◆ TEKSTFRAGMENT:
★ ★ ★ ★
ECLI:NL:PHR:2009:BJ7319
Parket bij de Hoge Raad
- L. Timmerman
- Rechtspraak.nl
Geschil over de uitleg en uitvoering van een vaststellingsovereenkomst met betrekking tot aandelenoptie
In deze zaak gaat het om een geschil tussen B.M.K. Beheer B.V. (hierna: BMK) en [eiser], die als enig aandeelhouder en bestuurder van [A] B.V. optreedt. De kern van het geschil betreft de uitleg en uitvoering van een vaststellingsovereenkomst die op 5 juli 2004 is gesloten tussen [A], Porocom International B.V. (hierna: Porocom) en BMK. Deze overeenkomst verleent [A] een optie op aandelen in Porocom, waarvoor een bedrag van € 50.000,- betaald diende te worden. De uitoefening van deze optie moest plaatsvinden voor 31 december 2004, met een verplichting tot betaling van € 200.000,- aan de aandeelhouders van Porocom uiterlijk op 1 juli 2005.
★ ★ ★ ★
◆ OPDRACHT A:
Noem elke regel uit de records waarin het woord "surface" staat. Hoofdletters en kleine letters tellen mee.
De tekst en de records komen uit verschillende bronnen en hebben niets met elkaar te maken.

◆ OEFENMATERIAAL:
★ ★ ★ ★
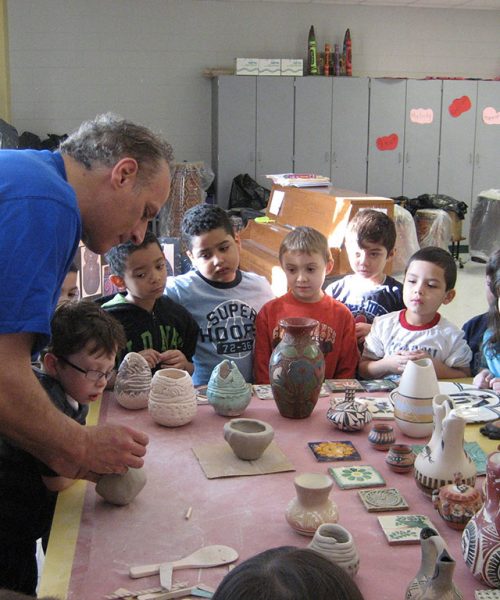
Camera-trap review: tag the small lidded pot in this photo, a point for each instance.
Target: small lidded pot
(400, 458)
(381, 436)
(457, 502)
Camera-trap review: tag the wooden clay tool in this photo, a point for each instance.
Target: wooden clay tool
(208, 556)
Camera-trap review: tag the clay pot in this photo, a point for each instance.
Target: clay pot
(412, 399)
(381, 436)
(172, 400)
(336, 544)
(248, 438)
(457, 503)
(133, 382)
(481, 536)
(227, 391)
(311, 507)
(400, 458)
(349, 414)
(444, 455)
(297, 368)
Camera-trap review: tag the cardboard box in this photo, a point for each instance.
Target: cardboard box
(247, 66)
(292, 66)
(269, 66)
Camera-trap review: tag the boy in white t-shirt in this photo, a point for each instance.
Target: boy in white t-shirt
(419, 331)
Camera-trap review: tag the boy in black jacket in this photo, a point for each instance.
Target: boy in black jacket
(158, 328)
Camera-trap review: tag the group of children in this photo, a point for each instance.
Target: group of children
(370, 326)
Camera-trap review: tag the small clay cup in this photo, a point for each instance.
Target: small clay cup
(248, 438)
(400, 458)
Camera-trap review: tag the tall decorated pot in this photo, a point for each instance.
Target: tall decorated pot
(297, 368)
(481, 536)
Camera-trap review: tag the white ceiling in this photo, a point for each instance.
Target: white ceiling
(471, 4)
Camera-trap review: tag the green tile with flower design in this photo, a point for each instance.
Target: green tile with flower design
(356, 477)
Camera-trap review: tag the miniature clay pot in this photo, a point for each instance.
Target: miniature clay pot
(172, 401)
(400, 458)
(381, 436)
(297, 368)
(133, 382)
(335, 543)
(457, 503)
(412, 399)
(227, 390)
(311, 507)
(248, 438)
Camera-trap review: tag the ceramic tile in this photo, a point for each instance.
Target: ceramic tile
(473, 449)
(404, 529)
(333, 451)
(382, 500)
(356, 477)
(487, 595)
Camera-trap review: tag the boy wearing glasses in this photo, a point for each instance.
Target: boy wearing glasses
(77, 364)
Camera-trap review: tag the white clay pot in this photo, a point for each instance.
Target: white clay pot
(412, 399)
(133, 382)
(248, 438)
(336, 544)
(172, 400)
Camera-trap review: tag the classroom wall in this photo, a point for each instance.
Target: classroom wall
(71, 59)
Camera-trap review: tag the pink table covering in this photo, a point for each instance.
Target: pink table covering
(246, 513)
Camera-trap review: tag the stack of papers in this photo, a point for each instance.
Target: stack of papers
(299, 179)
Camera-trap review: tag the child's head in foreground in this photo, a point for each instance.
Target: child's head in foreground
(306, 259)
(370, 241)
(430, 277)
(141, 269)
(82, 349)
(210, 241)
(287, 573)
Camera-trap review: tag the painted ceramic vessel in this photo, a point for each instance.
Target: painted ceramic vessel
(336, 544)
(381, 436)
(297, 368)
(444, 455)
(412, 399)
(227, 391)
(311, 507)
(172, 400)
(481, 536)
(248, 438)
(400, 458)
(457, 503)
(133, 382)
(434, 574)
(349, 414)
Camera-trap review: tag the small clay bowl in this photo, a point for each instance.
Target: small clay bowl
(400, 458)
(248, 438)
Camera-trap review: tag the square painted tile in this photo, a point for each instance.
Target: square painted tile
(356, 476)
(333, 451)
(487, 594)
(404, 529)
(382, 500)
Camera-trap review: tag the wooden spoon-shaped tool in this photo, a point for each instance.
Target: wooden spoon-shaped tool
(208, 556)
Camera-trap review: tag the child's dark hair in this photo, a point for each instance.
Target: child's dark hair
(287, 573)
(76, 324)
(440, 257)
(373, 226)
(306, 240)
(117, 256)
(203, 218)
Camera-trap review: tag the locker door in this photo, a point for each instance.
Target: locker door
(456, 155)
(233, 131)
(350, 132)
(386, 137)
(423, 122)
(274, 127)
(313, 125)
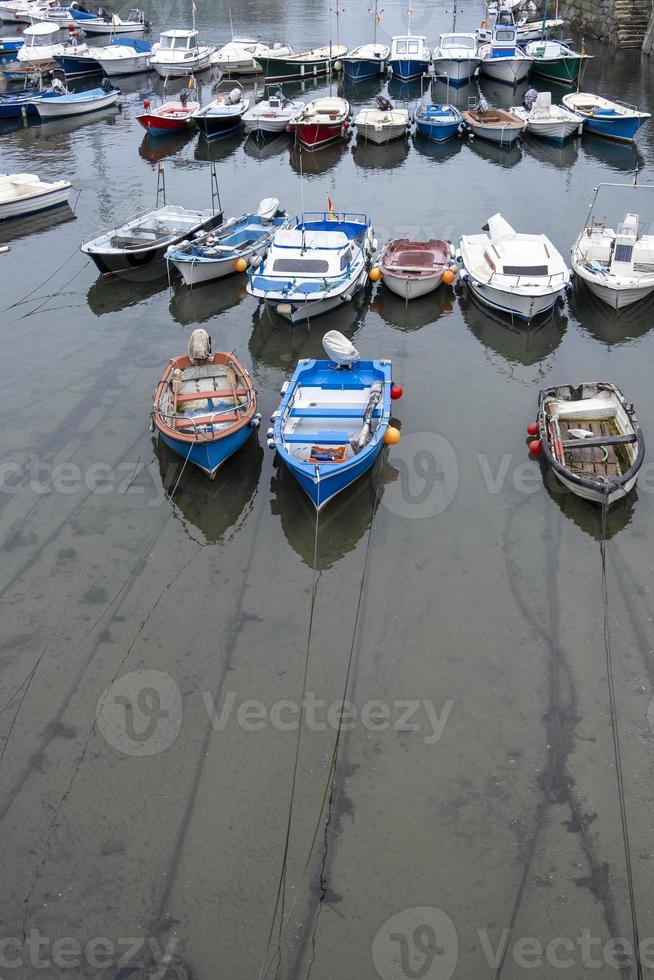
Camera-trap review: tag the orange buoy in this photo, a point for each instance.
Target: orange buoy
(391, 436)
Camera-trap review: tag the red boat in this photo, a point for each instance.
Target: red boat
(169, 117)
(321, 121)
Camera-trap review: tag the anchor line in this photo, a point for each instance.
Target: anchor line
(616, 747)
(327, 797)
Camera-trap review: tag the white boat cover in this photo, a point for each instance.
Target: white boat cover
(339, 349)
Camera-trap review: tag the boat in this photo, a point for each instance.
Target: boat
(179, 53)
(410, 57)
(519, 274)
(321, 121)
(271, 115)
(331, 423)
(437, 122)
(41, 45)
(308, 64)
(242, 55)
(112, 24)
(411, 269)
(58, 106)
(171, 116)
(501, 58)
(22, 194)
(365, 61)
(317, 265)
(235, 245)
(547, 121)
(555, 61)
(205, 406)
(223, 114)
(456, 57)
(143, 241)
(496, 125)
(617, 264)
(590, 436)
(615, 120)
(382, 123)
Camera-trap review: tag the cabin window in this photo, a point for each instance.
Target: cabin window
(525, 270)
(623, 253)
(300, 265)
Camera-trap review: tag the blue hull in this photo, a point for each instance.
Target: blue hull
(210, 456)
(356, 70)
(616, 129)
(407, 70)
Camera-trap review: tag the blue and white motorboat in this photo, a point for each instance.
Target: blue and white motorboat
(438, 122)
(365, 61)
(329, 428)
(410, 58)
(231, 248)
(205, 406)
(315, 266)
(615, 120)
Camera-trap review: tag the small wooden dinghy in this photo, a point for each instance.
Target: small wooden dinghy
(592, 440)
(330, 426)
(412, 269)
(205, 405)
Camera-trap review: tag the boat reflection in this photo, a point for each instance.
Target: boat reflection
(418, 313)
(376, 156)
(518, 342)
(341, 524)
(190, 306)
(33, 224)
(158, 148)
(310, 163)
(212, 507)
(609, 326)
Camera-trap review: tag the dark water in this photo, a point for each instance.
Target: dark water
(126, 813)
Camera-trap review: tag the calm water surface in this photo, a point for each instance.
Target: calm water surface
(493, 807)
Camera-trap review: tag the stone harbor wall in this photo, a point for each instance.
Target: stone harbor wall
(620, 22)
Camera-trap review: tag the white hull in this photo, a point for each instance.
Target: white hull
(456, 69)
(36, 202)
(412, 288)
(54, 109)
(510, 71)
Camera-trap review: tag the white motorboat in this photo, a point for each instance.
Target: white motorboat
(240, 55)
(456, 57)
(519, 274)
(179, 53)
(22, 194)
(501, 58)
(272, 115)
(617, 264)
(547, 121)
(41, 45)
(590, 436)
(382, 123)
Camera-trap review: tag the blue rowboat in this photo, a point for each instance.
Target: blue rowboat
(366, 61)
(410, 58)
(614, 120)
(205, 406)
(330, 426)
(438, 122)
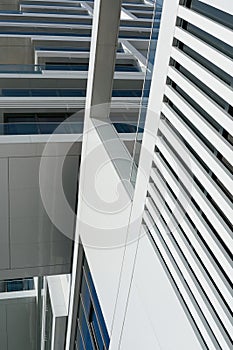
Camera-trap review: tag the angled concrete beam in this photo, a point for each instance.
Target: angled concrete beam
(103, 52)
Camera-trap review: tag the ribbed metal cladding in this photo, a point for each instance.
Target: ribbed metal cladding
(188, 210)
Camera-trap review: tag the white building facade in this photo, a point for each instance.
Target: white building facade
(144, 260)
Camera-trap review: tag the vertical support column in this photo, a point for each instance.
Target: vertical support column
(104, 42)
(39, 311)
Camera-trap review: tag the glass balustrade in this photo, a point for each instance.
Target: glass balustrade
(43, 128)
(63, 93)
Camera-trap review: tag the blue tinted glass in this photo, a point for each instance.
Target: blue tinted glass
(97, 332)
(21, 129)
(84, 328)
(85, 297)
(96, 304)
(79, 341)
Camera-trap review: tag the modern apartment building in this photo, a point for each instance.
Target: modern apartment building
(116, 174)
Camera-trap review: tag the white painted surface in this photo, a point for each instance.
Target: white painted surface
(223, 5)
(155, 318)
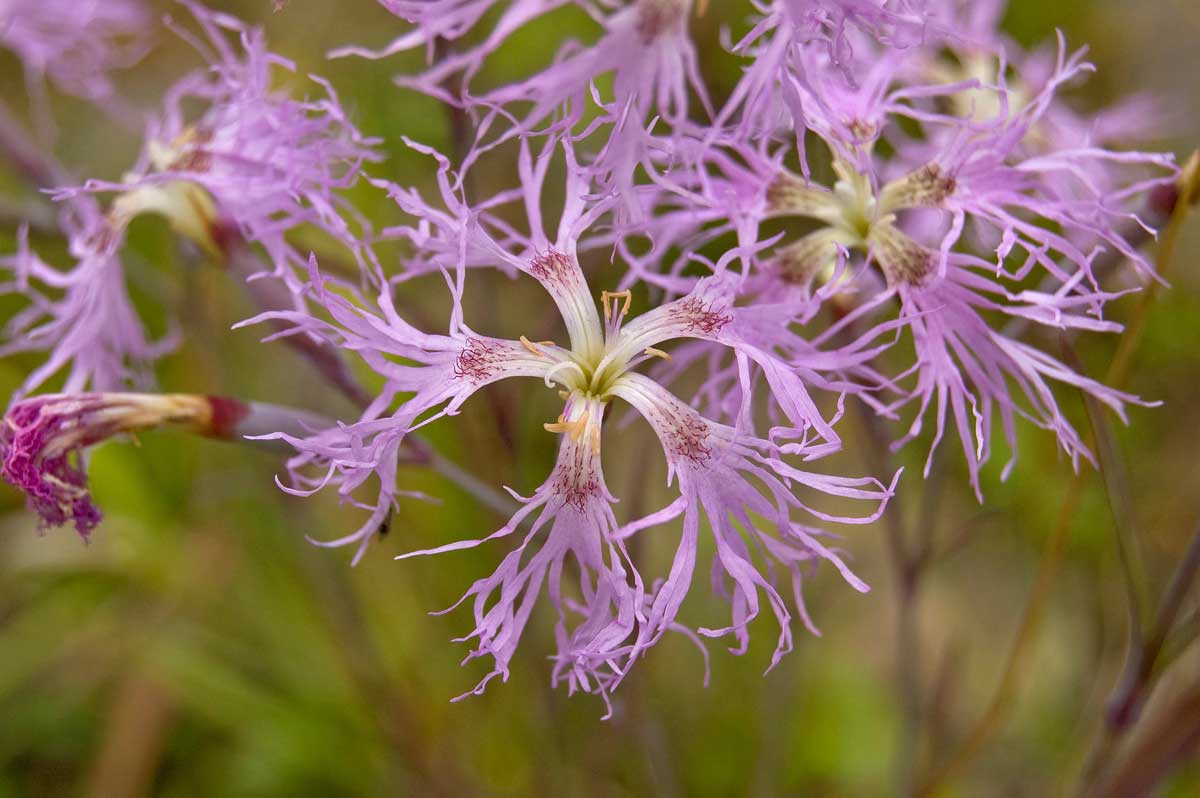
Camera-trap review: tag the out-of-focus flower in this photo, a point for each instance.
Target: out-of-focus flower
(76, 43)
(43, 439)
(255, 165)
(729, 474)
(83, 317)
(1043, 216)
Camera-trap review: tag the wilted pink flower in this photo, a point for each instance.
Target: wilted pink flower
(729, 474)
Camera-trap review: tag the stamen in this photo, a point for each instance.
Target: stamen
(565, 365)
(575, 429)
(605, 295)
(657, 353)
(533, 347)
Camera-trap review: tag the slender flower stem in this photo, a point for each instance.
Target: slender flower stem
(1188, 192)
(1138, 678)
(1170, 739)
(907, 569)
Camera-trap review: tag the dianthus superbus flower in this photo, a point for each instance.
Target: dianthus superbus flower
(256, 160)
(82, 317)
(76, 43)
(727, 474)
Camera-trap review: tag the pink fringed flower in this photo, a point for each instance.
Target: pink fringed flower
(965, 185)
(729, 474)
(256, 160)
(83, 317)
(76, 43)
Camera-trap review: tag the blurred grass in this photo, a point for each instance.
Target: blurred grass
(201, 647)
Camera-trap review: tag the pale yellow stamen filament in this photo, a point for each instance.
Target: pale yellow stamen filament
(575, 429)
(605, 295)
(533, 347)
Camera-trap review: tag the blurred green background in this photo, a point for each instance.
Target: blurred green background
(201, 647)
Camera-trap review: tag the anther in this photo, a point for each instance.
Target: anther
(575, 429)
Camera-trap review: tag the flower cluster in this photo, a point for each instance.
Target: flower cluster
(76, 45)
(256, 166)
(886, 207)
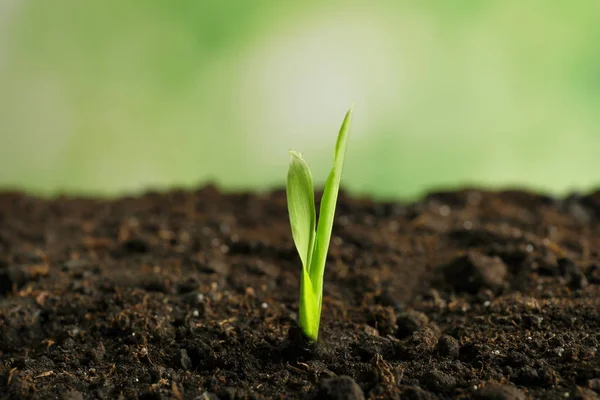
★ ★ ★ ★
◆ OPDRACHT B:
Vertaal deze zin uit de tekst over de vaststellingsovereenkomst naar het Engels: "De uitoefening van deze optie moest plaatsvinden voor 31 december 2004, met een verplichting tot betaling van € 200.000,- aan de aandeelhouders van Porocom uiterlijk op 1 juli 2005."

◆ JUISTE UITKOMST A:
Camera-trap review: tag the calm water surface in this photo, a point for each instance.
Target: calm water surface
Camera-trap review: tag the white painted surface in this photo, a point for each instance.
Target: white painted surface

◆ JUISTE UITKOMST B:
The option had to be exercised before December 31, 2004, with an obligation to pay €200,000 to the shareholders of Porocom no later than July 1, 2005.